_TEXT FOR ANALYSIS_
######
Howard L. Tanenbaum, M.D., FRCS
Dr. Tanenbaum joined Retina Consultants in December 2016. He brings a wealth of experience and knowledge. Dr. Tanenbaum received his medical degree from McGill Medical School in Montreal Canada. Dr. Tanenbaum spent time working in the laboratory of Dr. Yves Clermont, and C.P. Leblond the inventor of a revolutionary technique called radioautography which enables plotting of the course of cell incorporation of specific proteins into their metabolic processes, as well as doing summer internships in endocrinology. Upon graduation in 1961, he did a rotating internship at the Sir Mortimer B. Davis- Jewish General Hospital in Montreal, followed by a year as a resident in internal medicine at the University of Colorado, Denver. In 1963 to 1966, he completed his Residency in Ophthalmology at Queen’s University, Kingston Ontario. This was followed in 1967-1968 by an eighteen month Fellowship in Retinal Diseases at the Massachusetts Eye and Ear Infirmary with the Retina Associates of Boston, chaired by Dr. Charles Schepens, considered the father of modern retinal surgery. At the completion of this fellowship, he returned to Montreal as an assistant professor at McGill Medical school. He was one of two fellowship trained retina surgeons in Montreal.
######
Image point grounding data
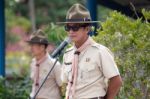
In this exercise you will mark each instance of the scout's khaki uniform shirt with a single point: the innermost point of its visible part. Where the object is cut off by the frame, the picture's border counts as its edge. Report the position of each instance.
(50, 89)
(96, 66)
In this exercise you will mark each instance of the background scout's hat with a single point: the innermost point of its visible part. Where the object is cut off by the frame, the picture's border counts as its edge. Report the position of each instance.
(78, 14)
(38, 37)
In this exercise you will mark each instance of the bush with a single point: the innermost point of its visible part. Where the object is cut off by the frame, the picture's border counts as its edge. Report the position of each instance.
(129, 40)
(15, 88)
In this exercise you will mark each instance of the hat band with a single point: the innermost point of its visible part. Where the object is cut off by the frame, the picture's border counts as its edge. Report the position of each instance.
(77, 20)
######
_EXERCISE_
According to the profile of Dr. Tanenbaum, where did he complete his Residency in Ophthalmology?

_COMPLETED TASK_
Queen's University, Kingston Ontario